§ Excerpted passage

Open Skar0 opened 1 month ago
Awesome, thank you for the extensive description! I had hoped that LangChain would be stable for a little while longer but unfortunately that does not seem to be the case.
That said, if it's deprecated we indeed should be replacing this functionality. Let me address some things here before we continue in the PR:
the approach to add keywords in the prompt (by adding "[KEYWORDS]" in self.prompt and then performing some string manipulation) is confusing.
This behavior is used throughout all LLMs integrated in BERTopic, so if we change it here it should be changed everywhere. That said, I'm actually a big fan of using tags like "[KEYWORDS]"
and "[DOCUMENTS]"
to indicate where in the prompt certain aspects should go. This is part of a nice user experience and I have no intention of changing that at the moment.
Other than that (and looking at the PR), I'm wondering whether the changes make the usability for most users more complex. Take a look at this piece of the documentation you shared:
from langchain_openai import ChatOpenAI
from langchain_core.prompts import ChatPromptTemplate
from langchain_core.runnables import RunnablePassthrough
from langchain.chains.combine_documents import create_stuff_documents_chain
chat_model = ChatOpenAI(model=..., api_key=...)
prompt = ChatPromptTemplate.from_template("What are these documents about? {documents}. Please give a single label.")
chain = RunnablePassthrough.assign(representation=create_stuff_documents_chain(chat_model, prompt, document_variable_name="documents"))

§ Dataset entries
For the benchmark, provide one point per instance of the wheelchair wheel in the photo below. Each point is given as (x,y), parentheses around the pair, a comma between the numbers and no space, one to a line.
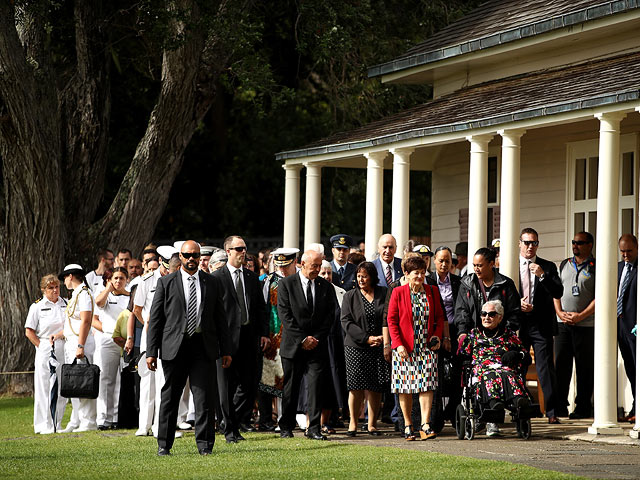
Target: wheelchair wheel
(523,427)
(461,417)
(470,428)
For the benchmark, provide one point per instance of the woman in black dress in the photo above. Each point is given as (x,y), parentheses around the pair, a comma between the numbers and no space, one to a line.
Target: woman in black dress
(362,311)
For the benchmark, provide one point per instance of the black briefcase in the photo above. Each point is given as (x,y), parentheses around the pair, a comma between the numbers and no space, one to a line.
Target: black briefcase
(79,380)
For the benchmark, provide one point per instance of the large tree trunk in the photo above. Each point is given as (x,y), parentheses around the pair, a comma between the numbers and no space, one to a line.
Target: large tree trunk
(53,146)
(32,236)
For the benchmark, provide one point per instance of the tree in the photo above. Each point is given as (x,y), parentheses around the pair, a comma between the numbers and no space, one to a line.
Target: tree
(55,107)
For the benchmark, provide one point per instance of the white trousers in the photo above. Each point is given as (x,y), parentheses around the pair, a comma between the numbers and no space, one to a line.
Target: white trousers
(42,420)
(83,413)
(147,399)
(107,357)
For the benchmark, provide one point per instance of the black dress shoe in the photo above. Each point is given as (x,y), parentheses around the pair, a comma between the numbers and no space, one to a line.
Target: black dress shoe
(247,427)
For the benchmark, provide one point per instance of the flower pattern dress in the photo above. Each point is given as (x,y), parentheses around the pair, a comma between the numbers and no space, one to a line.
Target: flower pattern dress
(492,379)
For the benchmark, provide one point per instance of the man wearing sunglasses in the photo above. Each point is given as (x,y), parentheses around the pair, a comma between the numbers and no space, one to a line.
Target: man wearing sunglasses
(539,285)
(187,329)
(575,338)
(248,324)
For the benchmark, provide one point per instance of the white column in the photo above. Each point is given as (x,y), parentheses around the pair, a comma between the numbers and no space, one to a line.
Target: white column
(312,204)
(400,200)
(635,431)
(510,203)
(478,177)
(373,218)
(291,235)
(606,349)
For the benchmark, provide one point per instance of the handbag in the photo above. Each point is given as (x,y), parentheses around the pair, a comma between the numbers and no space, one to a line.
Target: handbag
(79,380)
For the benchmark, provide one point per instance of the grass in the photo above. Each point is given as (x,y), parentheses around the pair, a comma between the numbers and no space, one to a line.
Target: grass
(119,454)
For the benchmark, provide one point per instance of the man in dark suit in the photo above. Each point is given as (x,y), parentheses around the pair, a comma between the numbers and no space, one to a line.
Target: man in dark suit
(306,307)
(626,311)
(248,325)
(344,273)
(187,329)
(388,266)
(539,285)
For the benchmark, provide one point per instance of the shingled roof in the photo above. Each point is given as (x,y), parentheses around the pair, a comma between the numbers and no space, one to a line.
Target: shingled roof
(502,21)
(537,94)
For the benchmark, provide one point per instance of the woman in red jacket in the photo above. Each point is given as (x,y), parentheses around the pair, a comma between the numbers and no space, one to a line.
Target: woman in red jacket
(416,323)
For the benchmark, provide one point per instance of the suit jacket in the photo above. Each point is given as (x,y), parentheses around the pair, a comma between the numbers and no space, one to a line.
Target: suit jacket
(348,280)
(397,268)
(168,318)
(354,318)
(256,307)
(298,322)
(543,314)
(630,299)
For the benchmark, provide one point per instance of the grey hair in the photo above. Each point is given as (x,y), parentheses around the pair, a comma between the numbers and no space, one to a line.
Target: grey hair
(497,304)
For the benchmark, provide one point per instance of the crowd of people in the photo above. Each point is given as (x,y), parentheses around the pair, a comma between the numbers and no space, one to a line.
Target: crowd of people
(198,337)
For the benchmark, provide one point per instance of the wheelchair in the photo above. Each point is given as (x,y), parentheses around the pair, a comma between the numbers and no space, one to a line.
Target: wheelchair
(471,412)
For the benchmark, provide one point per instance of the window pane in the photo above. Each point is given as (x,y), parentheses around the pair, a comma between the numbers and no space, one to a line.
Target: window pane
(580,178)
(578,223)
(627,220)
(492,187)
(593,177)
(628,178)
(591,228)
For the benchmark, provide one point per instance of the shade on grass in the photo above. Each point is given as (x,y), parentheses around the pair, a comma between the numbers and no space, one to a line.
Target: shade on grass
(117,455)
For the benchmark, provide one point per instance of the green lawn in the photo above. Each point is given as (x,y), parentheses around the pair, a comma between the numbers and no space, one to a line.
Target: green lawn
(120,455)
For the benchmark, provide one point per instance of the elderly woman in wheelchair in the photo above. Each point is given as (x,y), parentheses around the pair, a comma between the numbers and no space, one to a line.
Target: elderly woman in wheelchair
(493,379)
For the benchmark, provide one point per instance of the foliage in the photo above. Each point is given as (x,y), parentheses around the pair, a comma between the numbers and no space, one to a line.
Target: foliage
(116,454)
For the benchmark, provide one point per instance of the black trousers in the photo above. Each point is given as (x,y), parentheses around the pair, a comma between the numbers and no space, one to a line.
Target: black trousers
(238,384)
(627,346)
(313,363)
(577,343)
(543,350)
(191,363)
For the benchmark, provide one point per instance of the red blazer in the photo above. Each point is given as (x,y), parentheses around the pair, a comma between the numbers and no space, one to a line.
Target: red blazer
(400,317)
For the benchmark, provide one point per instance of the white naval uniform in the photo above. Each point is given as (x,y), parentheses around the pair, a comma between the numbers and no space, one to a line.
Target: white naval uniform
(107,357)
(46,318)
(144,297)
(83,415)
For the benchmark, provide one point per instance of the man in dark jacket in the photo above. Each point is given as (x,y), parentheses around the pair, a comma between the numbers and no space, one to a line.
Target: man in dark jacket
(485,284)
(539,285)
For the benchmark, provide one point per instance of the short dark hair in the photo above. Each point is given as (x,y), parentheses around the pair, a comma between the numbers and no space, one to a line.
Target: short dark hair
(415,263)
(102,252)
(588,235)
(528,230)
(488,254)
(371,270)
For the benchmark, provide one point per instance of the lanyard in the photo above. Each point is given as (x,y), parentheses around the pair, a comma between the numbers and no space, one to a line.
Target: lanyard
(575,265)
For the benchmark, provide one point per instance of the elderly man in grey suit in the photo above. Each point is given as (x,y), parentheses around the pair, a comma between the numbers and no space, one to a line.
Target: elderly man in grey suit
(188,331)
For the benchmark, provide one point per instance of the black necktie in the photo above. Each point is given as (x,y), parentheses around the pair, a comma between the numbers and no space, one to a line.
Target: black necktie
(309,296)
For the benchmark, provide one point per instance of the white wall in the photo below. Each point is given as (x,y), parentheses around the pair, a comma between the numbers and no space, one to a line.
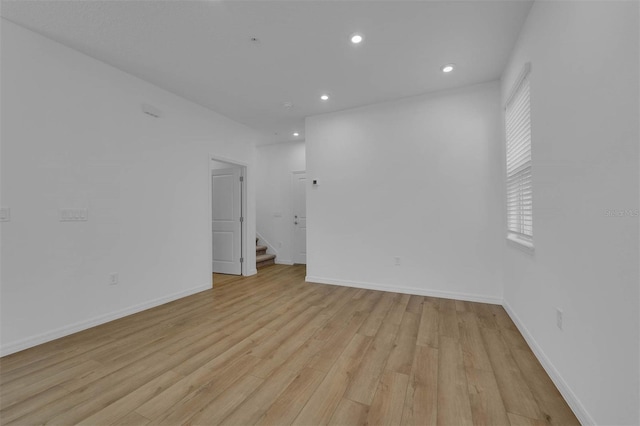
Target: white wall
(73,135)
(420,179)
(584,110)
(273,197)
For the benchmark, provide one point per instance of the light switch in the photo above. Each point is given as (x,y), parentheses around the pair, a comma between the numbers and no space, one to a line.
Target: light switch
(5,214)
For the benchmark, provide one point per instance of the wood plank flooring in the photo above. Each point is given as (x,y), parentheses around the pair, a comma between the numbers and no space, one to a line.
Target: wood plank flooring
(274,350)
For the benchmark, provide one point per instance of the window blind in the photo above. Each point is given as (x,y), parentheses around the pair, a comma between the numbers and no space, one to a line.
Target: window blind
(519,179)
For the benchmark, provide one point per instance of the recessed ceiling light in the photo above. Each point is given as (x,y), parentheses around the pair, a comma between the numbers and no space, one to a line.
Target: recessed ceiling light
(448,68)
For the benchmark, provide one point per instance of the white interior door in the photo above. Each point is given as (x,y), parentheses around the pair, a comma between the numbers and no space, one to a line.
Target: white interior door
(226,221)
(300,217)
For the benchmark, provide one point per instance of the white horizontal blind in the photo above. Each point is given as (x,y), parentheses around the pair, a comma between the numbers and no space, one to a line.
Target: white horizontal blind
(519,179)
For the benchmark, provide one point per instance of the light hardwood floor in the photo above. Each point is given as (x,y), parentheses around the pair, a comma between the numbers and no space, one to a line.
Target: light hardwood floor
(272,349)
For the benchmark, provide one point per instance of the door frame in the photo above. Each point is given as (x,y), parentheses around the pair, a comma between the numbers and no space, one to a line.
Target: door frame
(244,266)
(292,212)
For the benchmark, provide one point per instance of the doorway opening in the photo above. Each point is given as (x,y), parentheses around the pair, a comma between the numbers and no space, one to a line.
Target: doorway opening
(228,207)
(299,215)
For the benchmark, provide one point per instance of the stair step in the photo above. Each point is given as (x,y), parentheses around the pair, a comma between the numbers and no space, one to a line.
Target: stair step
(264,257)
(265,260)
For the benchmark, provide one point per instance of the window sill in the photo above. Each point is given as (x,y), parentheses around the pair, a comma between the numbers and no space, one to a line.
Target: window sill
(519,243)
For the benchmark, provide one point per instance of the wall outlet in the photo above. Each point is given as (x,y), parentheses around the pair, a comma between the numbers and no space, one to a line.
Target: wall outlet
(559,318)
(5,214)
(74,215)
(113,278)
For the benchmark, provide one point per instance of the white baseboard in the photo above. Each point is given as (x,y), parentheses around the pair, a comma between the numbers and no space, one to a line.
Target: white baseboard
(32,341)
(574,403)
(407,290)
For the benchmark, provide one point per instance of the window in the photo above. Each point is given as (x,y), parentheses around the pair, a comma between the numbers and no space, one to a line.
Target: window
(519,178)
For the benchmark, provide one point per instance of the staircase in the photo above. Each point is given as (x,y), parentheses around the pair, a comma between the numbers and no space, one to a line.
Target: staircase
(262,257)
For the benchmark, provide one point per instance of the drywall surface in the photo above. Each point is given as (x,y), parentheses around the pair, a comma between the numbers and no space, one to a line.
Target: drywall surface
(274,217)
(584,112)
(74,136)
(418,179)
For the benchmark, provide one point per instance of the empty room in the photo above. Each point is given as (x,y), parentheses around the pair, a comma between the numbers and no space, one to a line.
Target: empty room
(320,212)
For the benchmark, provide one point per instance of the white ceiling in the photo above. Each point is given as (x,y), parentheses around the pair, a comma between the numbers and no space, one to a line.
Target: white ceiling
(202,50)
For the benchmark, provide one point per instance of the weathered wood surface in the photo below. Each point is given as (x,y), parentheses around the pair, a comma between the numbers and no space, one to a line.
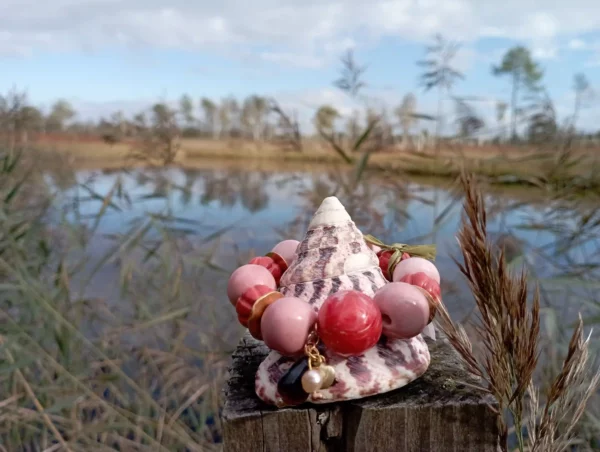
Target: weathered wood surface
(435,413)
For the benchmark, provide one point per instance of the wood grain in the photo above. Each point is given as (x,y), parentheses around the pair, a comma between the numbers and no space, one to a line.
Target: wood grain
(436,413)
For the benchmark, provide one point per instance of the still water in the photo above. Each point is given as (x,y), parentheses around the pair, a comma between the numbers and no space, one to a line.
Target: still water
(231,214)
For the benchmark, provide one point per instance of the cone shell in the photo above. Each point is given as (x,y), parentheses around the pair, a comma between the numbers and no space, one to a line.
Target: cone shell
(334,256)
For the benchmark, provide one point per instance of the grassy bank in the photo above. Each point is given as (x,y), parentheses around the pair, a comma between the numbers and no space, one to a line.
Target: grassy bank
(504,166)
(139,365)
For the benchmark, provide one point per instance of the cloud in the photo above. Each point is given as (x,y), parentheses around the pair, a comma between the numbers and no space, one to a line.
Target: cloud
(304,33)
(577,44)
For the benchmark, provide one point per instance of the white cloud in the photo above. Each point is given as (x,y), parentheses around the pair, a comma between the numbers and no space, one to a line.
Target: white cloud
(576,44)
(299,32)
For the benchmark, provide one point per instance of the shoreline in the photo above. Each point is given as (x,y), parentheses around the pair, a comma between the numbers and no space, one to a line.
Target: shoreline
(531,170)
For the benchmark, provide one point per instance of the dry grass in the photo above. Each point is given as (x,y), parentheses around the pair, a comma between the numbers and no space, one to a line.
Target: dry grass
(507,333)
(524,166)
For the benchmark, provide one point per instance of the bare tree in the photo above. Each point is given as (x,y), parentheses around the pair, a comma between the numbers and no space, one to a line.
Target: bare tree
(440,74)
(186,108)
(254,115)
(288,127)
(501,108)
(351,80)
(325,118)
(583,94)
(61,112)
(525,74)
(161,139)
(211,115)
(469,122)
(406,116)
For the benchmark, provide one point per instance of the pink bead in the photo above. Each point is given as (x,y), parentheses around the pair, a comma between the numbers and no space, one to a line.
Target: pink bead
(287,250)
(404,310)
(285,325)
(247,276)
(415,265)
(376,249)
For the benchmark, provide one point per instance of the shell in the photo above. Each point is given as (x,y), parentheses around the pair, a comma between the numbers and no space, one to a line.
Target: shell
(258,310)
(334,256)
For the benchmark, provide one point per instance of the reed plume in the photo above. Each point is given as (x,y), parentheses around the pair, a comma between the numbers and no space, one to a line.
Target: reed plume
(508,332)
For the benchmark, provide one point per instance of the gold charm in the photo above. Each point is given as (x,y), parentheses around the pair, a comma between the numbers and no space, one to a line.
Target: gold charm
(318,369)
(327,376)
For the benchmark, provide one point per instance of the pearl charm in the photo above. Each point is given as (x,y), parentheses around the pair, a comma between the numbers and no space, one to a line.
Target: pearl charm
(312,381)
(327,376)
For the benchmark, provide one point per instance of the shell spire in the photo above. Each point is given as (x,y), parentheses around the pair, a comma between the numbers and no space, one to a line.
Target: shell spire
(334,256)
(330,212)
(333,250)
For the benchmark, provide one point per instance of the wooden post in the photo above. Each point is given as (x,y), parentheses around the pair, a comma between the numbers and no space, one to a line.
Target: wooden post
(435,413)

§ Tasks to complete
- 1) In the BERTopic thread, which two tags does the writer say they are a big fan of using to show where parts of the prompt should go?
- 2) For each statement, say yes or no depending on whether it agrees with the BERTopic thread, and quote the words that decide it. (a) The writer intends to stop using the prompt tags soon. (b) The way keywords are added to the prompt is used by every LLM integrated in BERTopic. (c) The documentation code builds its chat model with ChatOpenAI.

§ Outputs for the tasks
- 1) "[KEYWORDS]" and "[DOCUMENTS]"

- 2)
(a) No: "I have no intention of changing that at the moment."
(b) Yes: "This behavior is used throughout all LLMs integrated in BERTopic"
(c) Yes: "chat_model = ChatOpenAI(model=..., api_key=...)"